◆ The problem ◆
Repeat the passage of the interview excerpt from "JH: There are a few poems" to "toward another person.", changing "intimate" to "personal".

◆ Source excerpt ◆
Jackson Holbert: In the fourth poem of the book, “Freaking Out,” you say that “imagery is for losers and sickos.” Do you believe that?

Hedgie Choi: Yes.

JH: Can you say more?

HC: I think there’s something a little perverse about the obsession with imagery in poetry because it is a medium that is not that suited to imagery. That being a great goal of a lot of poetry is always kind of astonishing to me.

JH: The idea that you make something visible through an image. You think that’s . . . fake?

HC:  Well, I think that’s perverse. I don’t know if I like or dislike that as a goal. It would make sense to me if someone who made movies was like, oh yeah, it’s all about the images. That is literally all about the images. But why in a verbal medium is there so much obsession with the idea of an image? I understand that it’s not necessarily visual imagery that is being talked about. But still, I think it’s an interesting desire to struggle with the medium. It’s like what can I do with words that’s hard to do with words. So I think it’s for sickos. 

JH: There are a few poems in the book where the speaker seems almost mad at the reader. What’s going on there?

HC: I think that having someone be openly angry at you is a very intimate experience. And I also think that a speaker who is, say, only sweet or inviting, is untrustworthy in a way. Anger and suspicion naturally arises as a part of the spectrum of how a person can feel toward another person. 

JH: Do you think of the reader as another literal person in those moments? Or do they remain abstract?  

HC: I’m not thinking about any particular person that I know, but they’re like a dream person. You know, when you know someone in the dream and then you wake up and you’re like, I don’t know that person.

JH: It’s almost a paranoia.

HC: Yeah. In some poems that ‘wake up’ feeling is included—the speaker is speaking really intimately to the addressee, and then suddenly, it’s like, Who are you? Why are you listening to me? How did you get into my house?

JH: There are a few places in the book where the speaker more or less says that they’re trying to feel things. I’m thinking of Equal and Opposite, in which you say, “Can I say I was moved? / Even if I was the one doing the moving?” and Orchestrated Intent, in which you say, “Say yes, once more, this time, / with feeling. The feeling: hesitation.” Do you think writing a poem can be a way to feel things, a kind of substitute?

◆ Record excerpts ◆
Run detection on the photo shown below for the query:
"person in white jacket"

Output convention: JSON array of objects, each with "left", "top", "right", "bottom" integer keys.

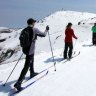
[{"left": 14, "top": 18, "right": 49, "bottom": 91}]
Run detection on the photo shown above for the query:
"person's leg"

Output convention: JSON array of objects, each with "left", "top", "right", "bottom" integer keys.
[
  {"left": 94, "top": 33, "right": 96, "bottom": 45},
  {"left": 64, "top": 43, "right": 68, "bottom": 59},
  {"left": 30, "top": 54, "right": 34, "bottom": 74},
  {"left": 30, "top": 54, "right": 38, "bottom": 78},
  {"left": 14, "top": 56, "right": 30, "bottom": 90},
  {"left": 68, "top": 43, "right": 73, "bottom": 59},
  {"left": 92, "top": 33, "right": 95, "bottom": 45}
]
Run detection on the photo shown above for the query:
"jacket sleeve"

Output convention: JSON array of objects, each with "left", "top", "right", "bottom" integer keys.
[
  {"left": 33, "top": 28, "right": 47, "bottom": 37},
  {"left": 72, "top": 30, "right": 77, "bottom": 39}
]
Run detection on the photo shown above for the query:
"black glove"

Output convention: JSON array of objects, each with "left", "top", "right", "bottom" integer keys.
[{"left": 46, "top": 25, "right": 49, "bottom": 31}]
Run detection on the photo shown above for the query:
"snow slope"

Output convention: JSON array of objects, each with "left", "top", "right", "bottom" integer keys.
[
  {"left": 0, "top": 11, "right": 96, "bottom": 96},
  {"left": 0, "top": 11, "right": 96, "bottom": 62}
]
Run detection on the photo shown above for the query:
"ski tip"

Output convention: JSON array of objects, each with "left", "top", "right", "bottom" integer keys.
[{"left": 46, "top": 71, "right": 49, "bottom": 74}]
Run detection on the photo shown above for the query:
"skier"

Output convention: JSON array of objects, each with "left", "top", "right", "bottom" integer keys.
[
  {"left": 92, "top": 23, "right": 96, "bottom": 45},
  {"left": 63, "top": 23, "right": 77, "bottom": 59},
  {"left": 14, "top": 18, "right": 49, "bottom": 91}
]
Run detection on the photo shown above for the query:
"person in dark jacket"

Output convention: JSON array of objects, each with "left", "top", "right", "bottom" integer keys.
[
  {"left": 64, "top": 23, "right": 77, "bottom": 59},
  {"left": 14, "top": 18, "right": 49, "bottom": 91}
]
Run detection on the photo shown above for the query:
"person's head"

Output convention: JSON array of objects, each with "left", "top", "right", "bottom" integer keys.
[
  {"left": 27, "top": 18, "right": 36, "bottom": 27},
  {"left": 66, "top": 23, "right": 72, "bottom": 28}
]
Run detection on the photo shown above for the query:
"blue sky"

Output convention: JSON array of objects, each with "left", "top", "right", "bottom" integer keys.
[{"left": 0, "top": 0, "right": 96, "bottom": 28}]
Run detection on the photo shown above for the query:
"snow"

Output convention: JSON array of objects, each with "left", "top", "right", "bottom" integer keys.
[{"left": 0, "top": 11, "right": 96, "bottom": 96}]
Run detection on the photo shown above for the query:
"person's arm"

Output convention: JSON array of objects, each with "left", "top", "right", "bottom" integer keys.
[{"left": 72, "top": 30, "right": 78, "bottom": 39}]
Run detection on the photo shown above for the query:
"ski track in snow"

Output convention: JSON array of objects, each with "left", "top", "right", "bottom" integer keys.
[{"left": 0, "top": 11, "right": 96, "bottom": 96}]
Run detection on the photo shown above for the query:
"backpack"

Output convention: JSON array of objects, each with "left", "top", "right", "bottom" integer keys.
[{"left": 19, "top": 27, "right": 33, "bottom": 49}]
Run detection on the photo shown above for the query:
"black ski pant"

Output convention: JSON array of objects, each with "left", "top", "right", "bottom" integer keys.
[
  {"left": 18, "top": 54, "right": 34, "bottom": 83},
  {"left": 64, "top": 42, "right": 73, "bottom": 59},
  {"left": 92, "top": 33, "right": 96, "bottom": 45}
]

...

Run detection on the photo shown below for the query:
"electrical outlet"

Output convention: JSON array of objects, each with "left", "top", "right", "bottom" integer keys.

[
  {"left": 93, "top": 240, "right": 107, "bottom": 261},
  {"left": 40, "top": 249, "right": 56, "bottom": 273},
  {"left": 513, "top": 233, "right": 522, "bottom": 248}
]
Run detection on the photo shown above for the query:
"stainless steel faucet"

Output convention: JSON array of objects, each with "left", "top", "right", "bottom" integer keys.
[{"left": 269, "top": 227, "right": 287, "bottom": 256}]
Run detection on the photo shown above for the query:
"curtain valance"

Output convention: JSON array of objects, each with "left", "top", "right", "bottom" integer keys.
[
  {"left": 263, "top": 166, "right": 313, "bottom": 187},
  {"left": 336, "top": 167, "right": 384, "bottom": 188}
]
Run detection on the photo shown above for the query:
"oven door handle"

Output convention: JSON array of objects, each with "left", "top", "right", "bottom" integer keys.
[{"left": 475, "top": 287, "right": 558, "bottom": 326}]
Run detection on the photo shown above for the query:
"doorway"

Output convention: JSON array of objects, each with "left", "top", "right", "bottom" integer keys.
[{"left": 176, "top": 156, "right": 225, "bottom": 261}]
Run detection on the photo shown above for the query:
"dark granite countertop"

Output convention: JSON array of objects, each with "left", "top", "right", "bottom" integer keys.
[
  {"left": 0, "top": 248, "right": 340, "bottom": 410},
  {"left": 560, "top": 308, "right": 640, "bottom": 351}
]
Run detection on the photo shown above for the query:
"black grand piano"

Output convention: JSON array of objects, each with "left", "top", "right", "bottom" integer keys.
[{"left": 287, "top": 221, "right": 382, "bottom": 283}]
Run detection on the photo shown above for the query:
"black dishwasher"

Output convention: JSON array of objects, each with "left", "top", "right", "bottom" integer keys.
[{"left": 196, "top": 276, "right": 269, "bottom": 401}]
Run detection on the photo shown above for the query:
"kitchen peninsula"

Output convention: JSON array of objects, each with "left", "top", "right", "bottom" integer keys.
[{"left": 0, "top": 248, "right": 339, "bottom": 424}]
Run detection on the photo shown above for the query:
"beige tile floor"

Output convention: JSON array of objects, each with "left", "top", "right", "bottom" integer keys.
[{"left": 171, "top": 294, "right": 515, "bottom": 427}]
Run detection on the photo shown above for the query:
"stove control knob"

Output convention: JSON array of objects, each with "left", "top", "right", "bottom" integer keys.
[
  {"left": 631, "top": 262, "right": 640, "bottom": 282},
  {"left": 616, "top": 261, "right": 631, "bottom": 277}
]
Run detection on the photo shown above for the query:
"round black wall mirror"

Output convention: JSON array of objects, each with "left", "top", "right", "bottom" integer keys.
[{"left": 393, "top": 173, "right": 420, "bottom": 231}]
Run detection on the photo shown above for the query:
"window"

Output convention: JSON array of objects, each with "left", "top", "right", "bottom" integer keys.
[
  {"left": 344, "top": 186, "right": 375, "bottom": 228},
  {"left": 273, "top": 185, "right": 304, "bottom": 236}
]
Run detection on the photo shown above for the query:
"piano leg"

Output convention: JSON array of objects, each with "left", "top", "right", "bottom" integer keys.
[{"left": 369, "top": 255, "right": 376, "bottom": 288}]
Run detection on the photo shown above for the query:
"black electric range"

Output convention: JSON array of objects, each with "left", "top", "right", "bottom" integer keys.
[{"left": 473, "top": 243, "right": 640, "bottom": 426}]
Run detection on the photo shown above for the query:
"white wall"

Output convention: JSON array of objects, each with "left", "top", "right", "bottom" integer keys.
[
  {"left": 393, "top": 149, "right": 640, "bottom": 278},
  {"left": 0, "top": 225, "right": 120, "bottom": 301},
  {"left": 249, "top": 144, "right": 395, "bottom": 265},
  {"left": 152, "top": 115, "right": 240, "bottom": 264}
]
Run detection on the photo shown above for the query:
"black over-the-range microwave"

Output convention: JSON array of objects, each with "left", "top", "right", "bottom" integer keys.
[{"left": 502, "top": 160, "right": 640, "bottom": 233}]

...

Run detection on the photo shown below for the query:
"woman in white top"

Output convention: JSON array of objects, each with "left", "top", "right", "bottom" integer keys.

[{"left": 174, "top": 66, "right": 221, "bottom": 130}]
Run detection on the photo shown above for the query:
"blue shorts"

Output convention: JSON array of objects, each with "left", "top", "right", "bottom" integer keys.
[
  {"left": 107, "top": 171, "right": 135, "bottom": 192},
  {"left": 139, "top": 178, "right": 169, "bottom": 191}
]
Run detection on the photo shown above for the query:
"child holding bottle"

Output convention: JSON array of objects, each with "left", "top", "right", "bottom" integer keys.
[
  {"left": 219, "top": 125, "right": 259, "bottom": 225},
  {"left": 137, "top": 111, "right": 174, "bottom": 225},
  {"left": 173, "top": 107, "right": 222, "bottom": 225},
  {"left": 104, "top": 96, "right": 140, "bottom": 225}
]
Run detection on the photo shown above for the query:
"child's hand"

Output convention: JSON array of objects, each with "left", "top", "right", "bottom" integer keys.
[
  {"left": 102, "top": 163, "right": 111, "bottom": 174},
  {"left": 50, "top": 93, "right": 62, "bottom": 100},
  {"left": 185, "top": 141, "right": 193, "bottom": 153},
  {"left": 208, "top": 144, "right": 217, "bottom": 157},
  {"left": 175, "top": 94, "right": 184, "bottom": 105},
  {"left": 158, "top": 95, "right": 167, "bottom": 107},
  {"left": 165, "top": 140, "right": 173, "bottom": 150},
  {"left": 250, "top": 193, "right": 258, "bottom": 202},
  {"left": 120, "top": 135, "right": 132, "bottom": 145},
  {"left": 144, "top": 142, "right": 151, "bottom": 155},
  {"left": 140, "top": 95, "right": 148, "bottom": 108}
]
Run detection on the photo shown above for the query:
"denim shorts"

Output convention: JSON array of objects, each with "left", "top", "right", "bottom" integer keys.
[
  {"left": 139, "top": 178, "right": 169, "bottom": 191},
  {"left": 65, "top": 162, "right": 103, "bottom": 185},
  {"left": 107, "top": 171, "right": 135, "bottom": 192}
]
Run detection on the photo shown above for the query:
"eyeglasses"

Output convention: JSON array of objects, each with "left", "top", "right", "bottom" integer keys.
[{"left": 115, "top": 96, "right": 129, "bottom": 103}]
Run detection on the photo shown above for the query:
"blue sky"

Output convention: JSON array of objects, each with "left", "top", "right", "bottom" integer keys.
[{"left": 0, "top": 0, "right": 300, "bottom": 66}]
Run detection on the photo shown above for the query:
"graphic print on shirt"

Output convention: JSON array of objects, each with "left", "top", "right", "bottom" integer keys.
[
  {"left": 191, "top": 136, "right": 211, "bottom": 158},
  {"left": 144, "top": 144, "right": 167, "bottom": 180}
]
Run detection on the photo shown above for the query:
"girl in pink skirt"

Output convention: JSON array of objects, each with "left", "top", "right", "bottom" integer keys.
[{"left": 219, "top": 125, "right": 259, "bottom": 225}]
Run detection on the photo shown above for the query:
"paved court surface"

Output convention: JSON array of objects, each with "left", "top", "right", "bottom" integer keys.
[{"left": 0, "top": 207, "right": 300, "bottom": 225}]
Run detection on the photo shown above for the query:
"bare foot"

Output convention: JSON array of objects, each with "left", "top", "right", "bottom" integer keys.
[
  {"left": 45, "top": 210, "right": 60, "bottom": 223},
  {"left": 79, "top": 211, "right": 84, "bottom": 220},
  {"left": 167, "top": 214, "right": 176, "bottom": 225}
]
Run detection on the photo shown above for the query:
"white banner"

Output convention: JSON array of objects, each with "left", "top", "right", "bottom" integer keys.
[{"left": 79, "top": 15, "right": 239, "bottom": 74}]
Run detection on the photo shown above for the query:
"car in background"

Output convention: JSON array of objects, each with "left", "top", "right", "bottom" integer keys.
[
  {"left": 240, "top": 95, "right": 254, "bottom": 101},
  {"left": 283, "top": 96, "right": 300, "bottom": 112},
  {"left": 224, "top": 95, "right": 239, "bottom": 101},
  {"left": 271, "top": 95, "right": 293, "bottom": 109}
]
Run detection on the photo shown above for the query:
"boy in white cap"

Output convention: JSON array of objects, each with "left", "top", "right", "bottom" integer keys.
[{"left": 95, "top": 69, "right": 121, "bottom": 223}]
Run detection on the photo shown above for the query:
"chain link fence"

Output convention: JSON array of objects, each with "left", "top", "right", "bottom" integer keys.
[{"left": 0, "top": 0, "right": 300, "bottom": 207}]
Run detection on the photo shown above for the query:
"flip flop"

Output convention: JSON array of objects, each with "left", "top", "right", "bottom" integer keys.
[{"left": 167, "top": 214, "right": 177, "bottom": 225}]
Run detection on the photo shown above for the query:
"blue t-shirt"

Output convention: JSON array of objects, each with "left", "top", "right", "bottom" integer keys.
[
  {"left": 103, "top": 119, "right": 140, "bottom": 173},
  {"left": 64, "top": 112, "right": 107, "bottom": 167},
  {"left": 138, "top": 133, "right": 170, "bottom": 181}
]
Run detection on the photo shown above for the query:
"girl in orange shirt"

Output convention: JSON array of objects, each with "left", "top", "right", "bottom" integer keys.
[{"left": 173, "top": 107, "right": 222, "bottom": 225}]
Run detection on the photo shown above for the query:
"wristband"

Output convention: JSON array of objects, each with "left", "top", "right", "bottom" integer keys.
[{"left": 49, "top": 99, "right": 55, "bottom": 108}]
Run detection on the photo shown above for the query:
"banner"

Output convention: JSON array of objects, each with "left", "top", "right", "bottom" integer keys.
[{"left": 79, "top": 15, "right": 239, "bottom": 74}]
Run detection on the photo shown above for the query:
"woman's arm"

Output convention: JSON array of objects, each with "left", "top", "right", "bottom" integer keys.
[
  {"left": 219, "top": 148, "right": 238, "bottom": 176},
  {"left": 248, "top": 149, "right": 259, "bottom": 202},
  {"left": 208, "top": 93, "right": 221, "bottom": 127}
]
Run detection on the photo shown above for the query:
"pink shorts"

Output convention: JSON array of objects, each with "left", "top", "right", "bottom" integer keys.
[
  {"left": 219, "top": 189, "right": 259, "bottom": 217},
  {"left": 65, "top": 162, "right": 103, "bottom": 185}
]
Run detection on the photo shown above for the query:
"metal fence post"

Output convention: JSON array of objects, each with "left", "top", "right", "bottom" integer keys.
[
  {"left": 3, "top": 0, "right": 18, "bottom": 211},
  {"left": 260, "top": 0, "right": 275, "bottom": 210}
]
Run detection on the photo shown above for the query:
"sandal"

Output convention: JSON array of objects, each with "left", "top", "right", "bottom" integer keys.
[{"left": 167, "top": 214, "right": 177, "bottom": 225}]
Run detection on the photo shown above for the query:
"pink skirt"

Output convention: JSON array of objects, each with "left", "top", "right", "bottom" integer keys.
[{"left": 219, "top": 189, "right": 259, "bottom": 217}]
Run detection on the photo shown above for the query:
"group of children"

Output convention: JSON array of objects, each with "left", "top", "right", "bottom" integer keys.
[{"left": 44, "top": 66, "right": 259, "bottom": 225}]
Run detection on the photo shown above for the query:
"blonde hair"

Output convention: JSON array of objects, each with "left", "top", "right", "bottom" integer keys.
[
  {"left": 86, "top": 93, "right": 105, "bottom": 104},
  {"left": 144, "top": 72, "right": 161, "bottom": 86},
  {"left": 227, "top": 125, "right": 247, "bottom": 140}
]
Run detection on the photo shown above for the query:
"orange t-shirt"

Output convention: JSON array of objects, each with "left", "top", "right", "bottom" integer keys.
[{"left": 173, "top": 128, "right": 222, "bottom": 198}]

◆ Complete response ◆
JH: There are a few poems in the book where the speaker seems almost mad at the reader. What’s going on there?

HC: I think that having someone be openly angry at you is a very personal experience. And I also think that a speaker who is, say, only sweet or inviting, is untrustworthy in a way. Anger and suspicion naturally arises as a part of the spectrum of how a person can feel toward another person.